▶ [Kutipan Dokumen]:
>>>

Rabu, 22 Desember 2010

TJOKROAMINOTO DAN SOEKARNO

HOS TJOKROAMINOTO DAN SOEKARNO

Andai Soekarno tak pernah kos di rumah HOS Tjokroaminoto, mungkin sejarah tak akan pernah menyatatnya sebagai pemimpin bangsa. Beruntung, Soekarno sempat tinggal di kediaman Tjokroaminoto, yang kemudian dijadikannya sebagai guru. Dari tokoh itulah, Soekarno belajar banyak dan mendapat inspirasi.

Tak cuma Soekarno yang berguru pada Haji Oemar Said (HOS) Tjokroaminoto, melainkan juga Abikusno, Semaun, Alimin, Musso, HA Agus Salim, Kartosuwirjo, Herman Kartowisastro, KH Mas Mansyur dan lain-lain. Dari sekitar 20 nama yang berguru kepadanya itu, Soekarno kelak menjadi tokoh PNI (Partai Nasional Indonesia), Abikusno Tjokrosujoso menjadi tokoh PSII (Partai Syarikat Islam Indonesia), sementara Semaun, Alimin dan Musso menjadi pemimpin PKI (Partai Komunis Indonesia), KH Mas Mansyur aktif di Muhammadiyah.

<<<

▶ [Tugas]:
Jawab berdasarkan kutipan tentang Tjokroaminoto dan Soekarno:
(a) Apa yang dilakukan Soekarno di rumah HOS Tjokroaminoto?
(b) Sekitar berapa nama yang berguru kepada Tjokroaminoto?
(c) Abikusno Tjokrosujoso kelak menjadi tokoh partai apa?

(Baris data)
>>>

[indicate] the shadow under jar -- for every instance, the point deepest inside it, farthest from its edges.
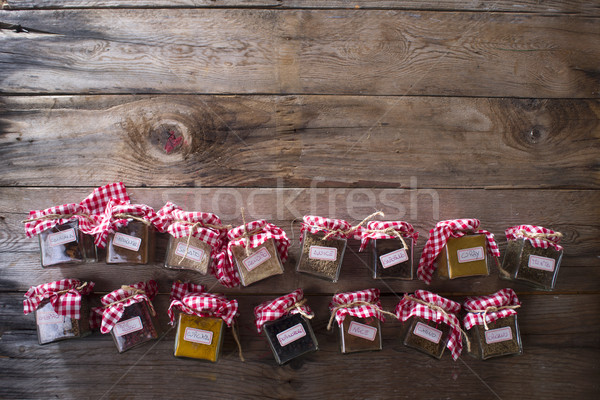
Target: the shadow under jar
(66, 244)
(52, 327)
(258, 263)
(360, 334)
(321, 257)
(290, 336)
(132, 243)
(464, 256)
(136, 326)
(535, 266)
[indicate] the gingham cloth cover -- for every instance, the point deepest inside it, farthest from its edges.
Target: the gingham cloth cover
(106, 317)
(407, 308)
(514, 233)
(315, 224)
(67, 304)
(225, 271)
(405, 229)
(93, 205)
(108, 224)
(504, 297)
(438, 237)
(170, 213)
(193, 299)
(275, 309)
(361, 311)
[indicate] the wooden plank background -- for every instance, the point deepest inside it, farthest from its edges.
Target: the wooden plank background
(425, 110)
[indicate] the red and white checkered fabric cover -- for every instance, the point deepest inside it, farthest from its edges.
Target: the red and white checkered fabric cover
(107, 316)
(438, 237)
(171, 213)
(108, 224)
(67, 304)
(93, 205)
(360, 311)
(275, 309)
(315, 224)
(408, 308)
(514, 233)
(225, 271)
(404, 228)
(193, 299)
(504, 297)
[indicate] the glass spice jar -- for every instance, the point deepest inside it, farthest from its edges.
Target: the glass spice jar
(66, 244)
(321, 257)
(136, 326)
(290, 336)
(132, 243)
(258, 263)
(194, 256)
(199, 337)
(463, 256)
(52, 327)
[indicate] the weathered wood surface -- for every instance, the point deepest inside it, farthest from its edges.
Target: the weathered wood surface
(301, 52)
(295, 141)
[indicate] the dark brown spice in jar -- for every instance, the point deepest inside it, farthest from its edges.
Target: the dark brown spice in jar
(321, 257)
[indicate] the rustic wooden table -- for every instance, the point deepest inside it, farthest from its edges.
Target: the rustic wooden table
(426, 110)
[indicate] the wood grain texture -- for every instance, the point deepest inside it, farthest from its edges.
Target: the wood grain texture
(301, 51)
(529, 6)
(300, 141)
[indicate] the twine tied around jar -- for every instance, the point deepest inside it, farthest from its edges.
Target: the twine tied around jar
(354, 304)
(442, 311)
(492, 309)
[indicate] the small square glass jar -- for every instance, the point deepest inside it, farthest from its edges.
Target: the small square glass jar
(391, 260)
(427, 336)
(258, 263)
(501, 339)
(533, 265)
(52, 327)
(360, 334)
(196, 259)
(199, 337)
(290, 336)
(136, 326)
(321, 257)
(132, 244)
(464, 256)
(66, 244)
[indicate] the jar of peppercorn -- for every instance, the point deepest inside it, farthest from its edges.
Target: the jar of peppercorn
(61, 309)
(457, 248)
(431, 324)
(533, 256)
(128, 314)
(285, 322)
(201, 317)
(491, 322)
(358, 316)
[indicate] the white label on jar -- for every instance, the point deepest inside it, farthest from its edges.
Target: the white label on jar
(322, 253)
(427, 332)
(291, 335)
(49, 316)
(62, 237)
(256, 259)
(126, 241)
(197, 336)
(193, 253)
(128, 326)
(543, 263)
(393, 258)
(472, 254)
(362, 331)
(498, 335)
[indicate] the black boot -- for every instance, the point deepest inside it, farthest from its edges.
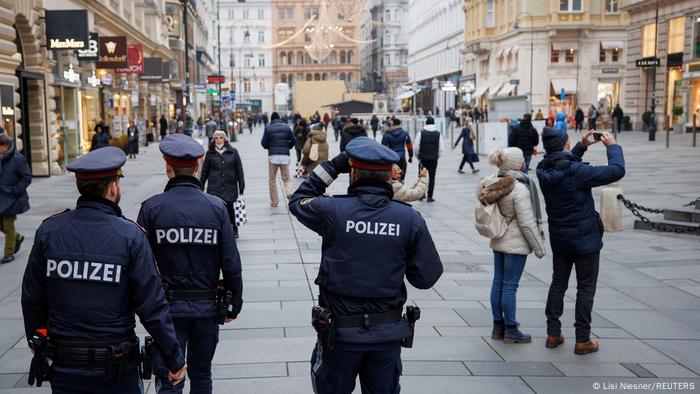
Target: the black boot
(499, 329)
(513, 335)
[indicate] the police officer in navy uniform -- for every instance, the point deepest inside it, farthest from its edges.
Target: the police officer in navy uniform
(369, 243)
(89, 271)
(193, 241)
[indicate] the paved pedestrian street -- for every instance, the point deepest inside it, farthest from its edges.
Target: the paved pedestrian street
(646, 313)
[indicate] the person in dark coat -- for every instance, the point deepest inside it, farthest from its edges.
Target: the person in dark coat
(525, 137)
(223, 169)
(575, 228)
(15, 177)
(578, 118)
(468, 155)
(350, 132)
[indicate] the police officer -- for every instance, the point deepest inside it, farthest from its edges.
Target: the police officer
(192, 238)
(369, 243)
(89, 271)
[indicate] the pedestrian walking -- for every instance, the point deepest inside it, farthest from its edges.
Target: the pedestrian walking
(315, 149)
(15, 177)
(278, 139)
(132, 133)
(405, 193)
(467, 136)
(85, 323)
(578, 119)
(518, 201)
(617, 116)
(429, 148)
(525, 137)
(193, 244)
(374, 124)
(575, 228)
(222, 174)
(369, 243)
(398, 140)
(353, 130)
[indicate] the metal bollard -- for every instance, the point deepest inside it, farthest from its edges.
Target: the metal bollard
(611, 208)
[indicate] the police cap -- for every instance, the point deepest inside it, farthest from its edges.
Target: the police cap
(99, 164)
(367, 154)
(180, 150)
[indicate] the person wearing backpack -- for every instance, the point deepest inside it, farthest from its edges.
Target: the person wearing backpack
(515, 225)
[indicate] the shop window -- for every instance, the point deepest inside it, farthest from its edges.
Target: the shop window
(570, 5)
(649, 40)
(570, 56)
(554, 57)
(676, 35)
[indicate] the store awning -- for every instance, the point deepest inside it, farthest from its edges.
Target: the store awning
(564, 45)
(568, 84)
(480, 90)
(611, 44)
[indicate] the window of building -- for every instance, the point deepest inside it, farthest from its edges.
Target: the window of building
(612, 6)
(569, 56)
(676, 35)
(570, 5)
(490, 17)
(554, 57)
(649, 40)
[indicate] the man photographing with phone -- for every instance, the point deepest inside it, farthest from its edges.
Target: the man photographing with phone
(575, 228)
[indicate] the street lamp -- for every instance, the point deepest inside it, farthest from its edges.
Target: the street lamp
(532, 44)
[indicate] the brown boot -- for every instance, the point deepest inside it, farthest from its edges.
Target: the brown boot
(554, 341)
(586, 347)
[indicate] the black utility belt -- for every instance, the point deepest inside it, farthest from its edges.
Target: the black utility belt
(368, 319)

<<<

▶ [Jawaban Lengkap]:
(a) Soekarno indekos (tinggal) di rumah HOS Tjokroaminoto.
(b) Sekitar 20 nama.
(c) PSII (Partai Syarikat Islam Indonesia).